— Required task 1 —
Display each line of the entries that contains the word "lamp". Case counts.

— Selected excerpt —
______

Album Of the Decade #9: 808s & Heartbreaks

When I get around to the letter “K” on my best albums of the decade run down your gonna find all of Kanye West albums. There is a reason why I don’t care about his antics and the reason is he is absolutely correct when he thinks any one who doesn’t submit to his songwriting prowess is an idiot or lying or both. In this sense he is really the Tiger Woods -if not the MJ, of rap, a conflicted genius hiding in plain signt.



And I forgive him everything, I sure forgive him for hurting Taylor Swift, because he is what he is and what he is is, with the possible exceptions of Taylor Swift and Conor Oberst (both of whom made my top ten albums of the decade), the best writer of the 2000s. From “Jesus Walks” (hell, since his stuff on The Blueprint) through “Robocop” he has written one artistically valid hit single after another. If Kanye West were to die today he would be remembered with the same reverance we hold Kurt Cobain, maybe even Biggie.

______

— Provided records —

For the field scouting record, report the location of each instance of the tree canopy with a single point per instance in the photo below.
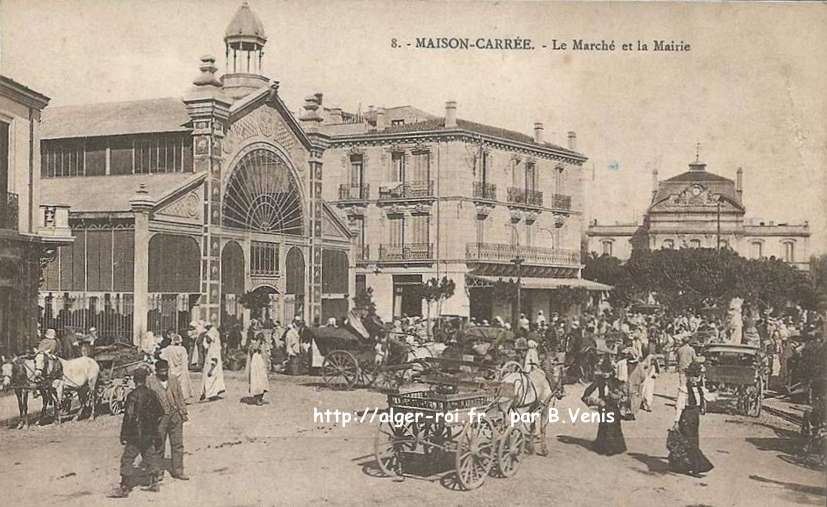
(694, 277)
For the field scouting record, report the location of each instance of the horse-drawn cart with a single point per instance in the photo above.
(117, 362)
(737, 370)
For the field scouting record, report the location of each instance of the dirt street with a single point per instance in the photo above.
(238, 454)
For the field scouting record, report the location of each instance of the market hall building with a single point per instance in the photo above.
(181, 206)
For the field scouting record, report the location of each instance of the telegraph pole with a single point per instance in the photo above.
(517, 261)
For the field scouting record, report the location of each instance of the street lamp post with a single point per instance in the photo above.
(517, 261)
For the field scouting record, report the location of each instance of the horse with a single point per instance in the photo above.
(80, 374)
(19, 374)
(532, 394)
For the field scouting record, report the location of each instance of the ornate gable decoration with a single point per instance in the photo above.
(262, 122)
(187, 207)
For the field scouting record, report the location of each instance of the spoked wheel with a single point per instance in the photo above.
(368, 372)
(509, 451)
(340, 370)
(116, 400)
(389, 445)
(475, 453)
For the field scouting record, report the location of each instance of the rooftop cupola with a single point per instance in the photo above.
(244, 42)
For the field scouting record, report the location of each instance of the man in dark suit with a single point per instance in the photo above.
(139, 434)
(171, 425)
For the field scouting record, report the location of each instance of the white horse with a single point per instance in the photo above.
(532, 394)
(80, 374)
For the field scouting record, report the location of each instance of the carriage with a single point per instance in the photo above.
(117, 362)
(454, 413)
(739, 371)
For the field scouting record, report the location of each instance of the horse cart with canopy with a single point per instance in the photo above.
(456, 414)
(737, 370)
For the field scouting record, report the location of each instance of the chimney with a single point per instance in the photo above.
(336, 116)
(654, 182)
(451, 114)
(538, 133)
(573, 140)
(739, 183)
(380, 118)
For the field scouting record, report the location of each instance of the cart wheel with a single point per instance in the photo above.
(340, 370)
(475, 453)
(390, 442)
(509, 450)
(116, 400)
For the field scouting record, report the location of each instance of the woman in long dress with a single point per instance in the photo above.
(257, 370)
(609, 392)
(177, 357)
(212, 377)
(687, 457)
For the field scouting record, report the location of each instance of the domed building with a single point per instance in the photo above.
(699, 209)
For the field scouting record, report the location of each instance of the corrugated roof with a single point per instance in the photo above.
(167, 114)
(471, 126)
(110, 193)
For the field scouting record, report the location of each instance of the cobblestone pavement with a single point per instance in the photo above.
(239, 454)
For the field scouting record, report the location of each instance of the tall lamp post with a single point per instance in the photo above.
(517, 261)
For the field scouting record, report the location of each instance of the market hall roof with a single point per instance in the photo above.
(111, 194)
(167, 114)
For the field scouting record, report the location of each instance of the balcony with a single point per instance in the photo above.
(407, 252)
(8, 211)
(485, 191)
(349, 192)
(504, 253)
(526, 197)
(407, 190)
(561, 201)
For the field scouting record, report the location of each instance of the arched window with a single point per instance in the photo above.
(789, 251)
(262, 195)
(174, 264)
(607, 247)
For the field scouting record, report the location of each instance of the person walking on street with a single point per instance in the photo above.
(139, 435)
(176, 356)
(171, 426)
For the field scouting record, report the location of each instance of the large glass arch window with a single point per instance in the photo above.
(262, 195)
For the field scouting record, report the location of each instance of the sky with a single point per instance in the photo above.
(751, 90)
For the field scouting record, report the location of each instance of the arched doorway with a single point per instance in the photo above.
(232, 283)
(294, 297)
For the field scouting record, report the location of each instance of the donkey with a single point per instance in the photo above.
(19, 374)
(79, 374)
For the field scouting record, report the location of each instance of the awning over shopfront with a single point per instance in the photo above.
(544, 283)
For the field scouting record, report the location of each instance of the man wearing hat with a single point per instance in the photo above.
(139, 435)
(49, 342)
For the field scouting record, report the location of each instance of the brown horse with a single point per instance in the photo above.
(19, 374)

______

— Required task 2 —
In the review of 808s & Heartbreaks, which two artists does the writer name as possible exceptions to Kanye West being the best writer of the 2000s?

— Exercise output 1 —
For the field scouting record, report the location of each instance of the street lamp post with a single point per instance in the photo above.
For the field scouting record, report the location of each instance of the tall lamp post with a single point per instance in the photo above.

— Exercise output 2 —
Taylor Swift and Conor Oberst.